* _What the exercise asks_:
Repeat every entry below exactly.
--*--
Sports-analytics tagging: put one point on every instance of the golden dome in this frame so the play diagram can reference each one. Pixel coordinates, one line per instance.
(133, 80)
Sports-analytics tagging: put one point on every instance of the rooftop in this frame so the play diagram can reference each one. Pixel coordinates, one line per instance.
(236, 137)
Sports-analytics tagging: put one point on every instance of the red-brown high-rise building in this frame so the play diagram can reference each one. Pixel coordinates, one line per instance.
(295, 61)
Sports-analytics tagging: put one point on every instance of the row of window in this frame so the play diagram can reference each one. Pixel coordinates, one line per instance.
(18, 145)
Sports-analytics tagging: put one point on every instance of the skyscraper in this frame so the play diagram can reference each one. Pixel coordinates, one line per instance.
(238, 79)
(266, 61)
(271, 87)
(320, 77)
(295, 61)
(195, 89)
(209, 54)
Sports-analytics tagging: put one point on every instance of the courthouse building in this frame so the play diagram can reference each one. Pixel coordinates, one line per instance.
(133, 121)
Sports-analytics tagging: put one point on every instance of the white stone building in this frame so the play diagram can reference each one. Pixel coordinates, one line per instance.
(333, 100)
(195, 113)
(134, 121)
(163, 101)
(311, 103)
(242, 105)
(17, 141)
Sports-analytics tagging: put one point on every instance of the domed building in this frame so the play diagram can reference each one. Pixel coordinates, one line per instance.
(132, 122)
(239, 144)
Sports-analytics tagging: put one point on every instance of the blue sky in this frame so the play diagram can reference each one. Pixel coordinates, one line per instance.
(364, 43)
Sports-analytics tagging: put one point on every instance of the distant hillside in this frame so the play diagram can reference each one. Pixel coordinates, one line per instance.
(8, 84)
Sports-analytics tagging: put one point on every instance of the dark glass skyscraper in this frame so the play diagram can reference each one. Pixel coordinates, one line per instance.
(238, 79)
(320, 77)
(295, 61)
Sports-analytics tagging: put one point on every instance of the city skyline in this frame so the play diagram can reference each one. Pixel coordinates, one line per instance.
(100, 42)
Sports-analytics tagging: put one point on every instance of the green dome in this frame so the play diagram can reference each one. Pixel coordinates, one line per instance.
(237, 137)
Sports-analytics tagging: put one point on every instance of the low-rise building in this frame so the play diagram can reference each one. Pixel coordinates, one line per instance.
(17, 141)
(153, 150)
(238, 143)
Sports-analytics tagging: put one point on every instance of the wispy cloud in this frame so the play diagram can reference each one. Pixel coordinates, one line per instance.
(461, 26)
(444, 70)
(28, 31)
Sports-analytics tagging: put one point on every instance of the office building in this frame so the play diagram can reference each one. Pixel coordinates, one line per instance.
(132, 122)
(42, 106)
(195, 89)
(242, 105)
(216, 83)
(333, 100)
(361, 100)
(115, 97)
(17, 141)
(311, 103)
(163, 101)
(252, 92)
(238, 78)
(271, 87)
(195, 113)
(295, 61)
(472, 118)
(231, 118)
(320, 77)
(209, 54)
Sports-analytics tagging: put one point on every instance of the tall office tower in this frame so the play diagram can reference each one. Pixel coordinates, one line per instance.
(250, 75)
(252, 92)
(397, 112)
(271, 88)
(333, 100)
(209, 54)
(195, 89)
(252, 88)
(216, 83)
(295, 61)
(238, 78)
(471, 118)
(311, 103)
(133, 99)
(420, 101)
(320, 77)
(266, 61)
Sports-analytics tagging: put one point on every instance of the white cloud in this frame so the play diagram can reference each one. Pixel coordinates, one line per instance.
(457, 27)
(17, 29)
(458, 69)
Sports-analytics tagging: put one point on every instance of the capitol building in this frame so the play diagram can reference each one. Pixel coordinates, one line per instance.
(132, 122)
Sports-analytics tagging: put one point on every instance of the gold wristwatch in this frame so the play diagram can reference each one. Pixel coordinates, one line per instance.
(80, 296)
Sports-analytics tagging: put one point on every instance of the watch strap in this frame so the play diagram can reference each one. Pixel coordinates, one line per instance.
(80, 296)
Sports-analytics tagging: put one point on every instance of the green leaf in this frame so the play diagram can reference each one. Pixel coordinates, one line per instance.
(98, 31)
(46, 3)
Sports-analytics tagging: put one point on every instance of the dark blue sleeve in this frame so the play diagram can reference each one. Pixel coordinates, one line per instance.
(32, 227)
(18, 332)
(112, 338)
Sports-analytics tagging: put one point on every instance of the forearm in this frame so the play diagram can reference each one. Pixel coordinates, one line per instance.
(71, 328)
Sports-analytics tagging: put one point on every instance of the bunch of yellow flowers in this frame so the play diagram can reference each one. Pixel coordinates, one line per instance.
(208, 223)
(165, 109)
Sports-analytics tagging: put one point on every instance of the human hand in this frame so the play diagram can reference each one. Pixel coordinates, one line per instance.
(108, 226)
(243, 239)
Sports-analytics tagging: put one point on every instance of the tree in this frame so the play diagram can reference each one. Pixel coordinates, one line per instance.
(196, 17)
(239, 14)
--*--
* _Output of the exercise_:
Sports-analytics tagging: put one point on every instance of the golden dome in this frame so the play diagram can reference each one. Pixel coordinates, one line per instance.
(133, 80)
Sports-analytics tagging: put one point on every instance of the rooftop in this frame so the play diagram can reference each one. Pixel coordinates, one line per instance.
(236, 137)
Sports-analytics tagging: put one point on every instance of the red-brown high-rise building in this frame so the play diagram can reference each one. Pixel coordinates, one line per instance.
(295, 61)
Sports-analytics tagging: put one point on every instance of the row of window in this frame so the play diagram can reference each one. Pixel coordinates, one line per instance.
(18, 145)
Sports-analytics tagging: put one point on every instance of the skyscraper in this frame so the play diagram can reference each one. Pixel coordinates, one line per instance.
(238, 79)
(266, 61)
(271, 87)
(320, 77)
(295, 61)
(195, 89)
(209, 54)
Sports-analytics tagging: put one point on every instance of the courthouse building in this frame so the play diagram can reference each one. Pixel coordinates, one line per instance.
(133, 121)
Sports-analytics tagging: put one point on every instance of the white stone building in this frame so the play diagram can reference each one. Pixel coordinates, one line per instance.
(333, 100)
(195, 113)
(134, 121)
(163, 101)
(311, 103)
(242, 105)
(17, 141)
Sports-analytics tagging: put one point on every instance of the domed building in this frame so the play diagram can reference each one. Pixel coordinates, one line per instance.
(132, 122)
(239, 144)
Sports-analytics tagging: put one point on every instance of the blue sky in this frame so the play diagram can reference each one. Pixel coordinates, one line per instance.
(364, 43)
Sports-analytics tagging: put one point on every instance of the distant hillside in this frame so the play diagram can reference each one. Pixel coordinates, one line per instance.
(8, 84)
Sports-analytics tagging: put one point on every instance of the dark glass skyscraper in this frame so the play diagram can reference each one. Pixel coordinates, one line per instance.
(238, 79)
(320, 77)
(295, 61)
Sports-analytics tagging: put one point on every instance of the city skyline in this frame so the play diagram can reference each one. Pixel coordinates, one line per instance.
(100, 42)
Sports-analytics tagging: put one point on every instance of the green dome in this frame so the play diagram can reference each one. Pixel coordinates, one line per instance.
(237, 137)
Sports-analytics tagging: put one point on every instance of the low-rise building in this frame so the play diagram can reference each one. Pixel coordinates, one line per instance.
(17, 141)
(153, 150)
(238, 143)
Sports-analytics tagging: put one point on every instance of the wispy cloud in this frame so the play diagram can reference each one. Pixel coordinates, one line per instance.
(461, 26)
(444, 70)
(28, 31)
Sports-analytics tagging: put one point on every instance of the office building in this frame so the play diagram can reference each one. Pixel coordinates, one line per instance.
(132, 122)
(42, 106)
(195, 89)
(242, 105)
(216, 83)
(333, 100)
(361, 100)
(115, 97)
(17, 141)
(311, 103)
(163, 101)
(252, 92)
(238, 78)
(271, 87)
(195, 113)
(295, 61)
(472, 118)
(231, 118)
(320, 77)
(209, 54)
Sports-analytics tagging: put one point on every instance of the tall office tower in this frame so the play diagram can reference each one. Pixel coordinates, one line per instance.
(250, 75)
(252, 92)
(397, 112)
(271, 88)
(333, 100)
(209, 54)
(195, 89)
(252, 88)
(216, 83)
(295, 61)
(238, 78)
(471, 118)
(311, 103)
(133, 99)
(420, 101)
(320, 77)
(266, 61)
Sports-analytics tagging: put one point on every instance of the white cloud in this frame so the play diagram can reference each one. Pixel coordinates, one line per instance.
(457, 27)
(17, 29)
(458, 69)
Sports-analytics tagging: put one point on every instance of the capitol building in this frame so the play diagram can reference each one. Pixel coordinates, one line per instance.
(132, 122)
Sports-analytics tagging: put one point on every instance of the gold wristwatch in this frame so the play diagram can reference each one. Pixel coordinates, one line per instance.
(80, 296)
Sports-analytics tagging: put one point on every instance of the watch strap in this frame so the play diagram can reference each one. Pixel coordinates, one line per instance.
(80, 296)
Sports-analytics tagging: put one point on every instance of the green leaf in this frame so the play diagram can reference each one. Pixel coordinates, one line per instance.
(98, 31)
(46, 3)
Sports-analytics tagging: put one point on every instance of the dark blue sleeve in this frame so the play diagram can reference each one. Pixel coordinates, one line per instance.
(32, 227)
(18, 332)
(112, 338)
Sports-analytics tagging: put one point on every instance of the forearm in this frame so the play diagram can reference each one. Pixel coordinates, one line per instance.
(71, 328)
Sports-analytics tagging: put one point on every instance of the bunch of yellow flowers in this frame so the play diagram can reference each one. Pixel coordinates, one line per instance.
(208, 223)
(165, 109)
Sports-analytics tagging: put one point on every instance of the human hand in this frame so the play diagram can reference each one. Pixel coordinates, one line per instance.
(108, 226)
(243, 239)
Sports-analytics tagging: put one point on every instance of the tree in this frame so the play diagram can reference each one. Pixel coordinates, one line per instance.
(196, 17)
(239, 14)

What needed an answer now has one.